EXPLORE THE MATERIAL:
1. According to the profile of Sharona Horton, how many years has she worked as a special-needs paraeducator in public schools?
2. Extend the profile of Sharona Horton, picking up after its final sentence.

PAGE TEXT:
Teaching with true inclusivity

Sharona Horton and daughter Lily

Sharona Horton and daughter Lily

Sharona Horton may be a student at UW Bothell, but she already has seven years of experience working as a special-needs paraeducator in public schools. When she graduates next year with a Bachelor of Arts in Educational Studies and with the elementary education option, you might guess that becoming a special-education teacher would be her goal. You would guess wrong.

“I have a passion for teaching those children,” Horton said, “but I want to teach them in a general-education setting, rather than a separate, special-education setting.”

Horton, who also is seeking the English language learners endorsement, hopes to teach first-graders because “emerging literacy is my deep passion.” She expects to face a room of 6- or 7-year-olds who might include a few special-needs students and a few English-language learners.

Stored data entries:

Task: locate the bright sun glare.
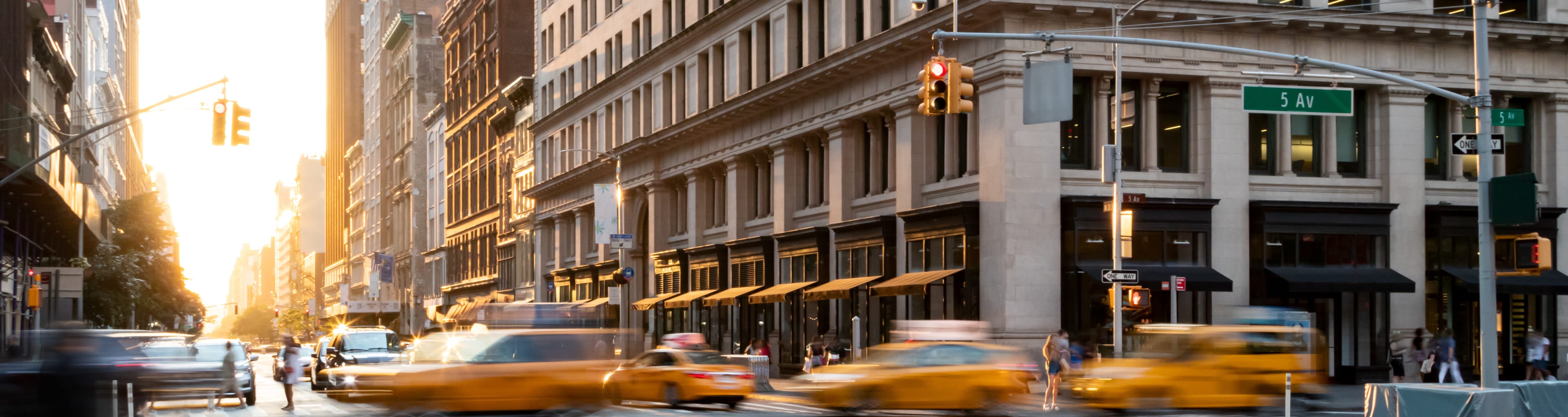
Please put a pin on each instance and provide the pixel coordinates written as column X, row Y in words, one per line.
column 272, row 52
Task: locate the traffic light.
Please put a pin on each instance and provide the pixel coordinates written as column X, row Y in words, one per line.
column 933, row 87
column 220, row 123
column 1531, row 254
column 239, row 121
column 959, row 87
column 1137, row 299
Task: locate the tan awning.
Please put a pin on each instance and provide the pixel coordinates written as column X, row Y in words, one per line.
column 838, row 288
column 911, row 283
column 686, row 300
column 595, row 303
column 728, row 297
column 778, row 292
column 651, row 301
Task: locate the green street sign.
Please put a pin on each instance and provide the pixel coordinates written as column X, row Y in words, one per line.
column 1508, row 116
column 1299, row 101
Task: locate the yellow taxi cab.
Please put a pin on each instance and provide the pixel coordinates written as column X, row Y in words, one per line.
column 1198, row 366
column 509, row 370
column 678, row 374
column 926, row 375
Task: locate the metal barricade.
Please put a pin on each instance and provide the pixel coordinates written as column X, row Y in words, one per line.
column 760, row 369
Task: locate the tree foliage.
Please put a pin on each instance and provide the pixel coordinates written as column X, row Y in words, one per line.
column 134, row 280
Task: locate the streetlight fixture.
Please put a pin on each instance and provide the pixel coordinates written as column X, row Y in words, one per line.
column 1116, row 178
column 625, row 305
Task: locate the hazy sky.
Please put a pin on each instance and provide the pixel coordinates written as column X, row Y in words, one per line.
column 274, row 57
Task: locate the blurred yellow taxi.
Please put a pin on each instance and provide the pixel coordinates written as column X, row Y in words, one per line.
column 1197, row 366
column 509, row 370
column 678, row 377
column 926, row 375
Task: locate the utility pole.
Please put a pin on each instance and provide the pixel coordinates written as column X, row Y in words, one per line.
column 1489, row 258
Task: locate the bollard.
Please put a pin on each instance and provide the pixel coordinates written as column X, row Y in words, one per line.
column 1288, row 396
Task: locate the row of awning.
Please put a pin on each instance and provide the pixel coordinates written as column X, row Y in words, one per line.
column 905, row 284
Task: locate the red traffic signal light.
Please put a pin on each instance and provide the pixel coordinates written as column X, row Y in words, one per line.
column 933, row 87
column 220, row 123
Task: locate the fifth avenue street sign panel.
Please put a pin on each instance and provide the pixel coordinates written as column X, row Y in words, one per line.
column 1299, row 101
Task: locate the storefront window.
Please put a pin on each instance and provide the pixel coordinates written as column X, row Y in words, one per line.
column 1172, row 126
column 857, row 262
column 799, row 269
column 1261, row 143
column 1076, row 132
column 1324, row 252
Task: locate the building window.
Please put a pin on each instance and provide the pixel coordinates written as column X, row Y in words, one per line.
column 1517, row 142
column 799, row 269
column 1324, row 252
column 1261, row 143
column 1131, row 142
column 1170, row 123
column 1351, row 143
column 864, row 261
column 1437, row 123
column 1076, row 140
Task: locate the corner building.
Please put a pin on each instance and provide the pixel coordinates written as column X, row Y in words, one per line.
column 780, row 181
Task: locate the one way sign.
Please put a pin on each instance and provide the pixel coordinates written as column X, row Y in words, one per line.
column 1465, row 145
column 1125, row 277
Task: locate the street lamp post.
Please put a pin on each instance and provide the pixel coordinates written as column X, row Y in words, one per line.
column 1116, row 178
column 625, row 305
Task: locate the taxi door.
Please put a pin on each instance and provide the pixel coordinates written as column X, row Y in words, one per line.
column 648, row 377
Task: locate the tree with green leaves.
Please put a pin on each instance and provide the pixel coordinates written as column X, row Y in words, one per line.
column 134, row 280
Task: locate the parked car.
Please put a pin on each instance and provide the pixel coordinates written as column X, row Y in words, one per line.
column 353, row 346
column 179, row 370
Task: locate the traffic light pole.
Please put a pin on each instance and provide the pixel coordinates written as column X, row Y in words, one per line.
column 84, row 134
column 1489, row 248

EXPECTED RESULTS:
1. Seven years.

2.
“When I get my own classroom, I want to be welcoming to all of my students,” she said. “I want my special-needs students to feel like they’re part of our community. I want my ELL students to feel valued, feel appreciated and have their voices heard. I do not want to just be a gen-ed teacher that they only see for an hour or two a day.”

True inclusivity

Inclusion means a lot to Horton. She has two children, a 3-year-old daughter who is “quite a handful right now” and a 17-year-old son with special needs.

“I’ve been on the parenting side of it, watching how sometimes he wasn’t really included in a lot of his education,” she said. “I’m hoping that will make me a more inclusive teacher.”

Horton chose the School of Educational Studies at UW Bothell because she had friends who graduated from the program, lauded its focus on inclusion and loved the teachers. Even so, when she transferred from Edmonds College, she was nervous about fitting in as an older student.

Happily, she said, she found an accepting cohort of students who lean on each other for support and a dedicated faculty. Assistant Professor Yue Bian was one mentor in particular who “really lit the fire in me to include my second-language students and reshaped how I look at education,” Horton said.

Amazing, world-changing

Other incoming students who might be as nervous as she was should know they’ll find similar support, Horton said.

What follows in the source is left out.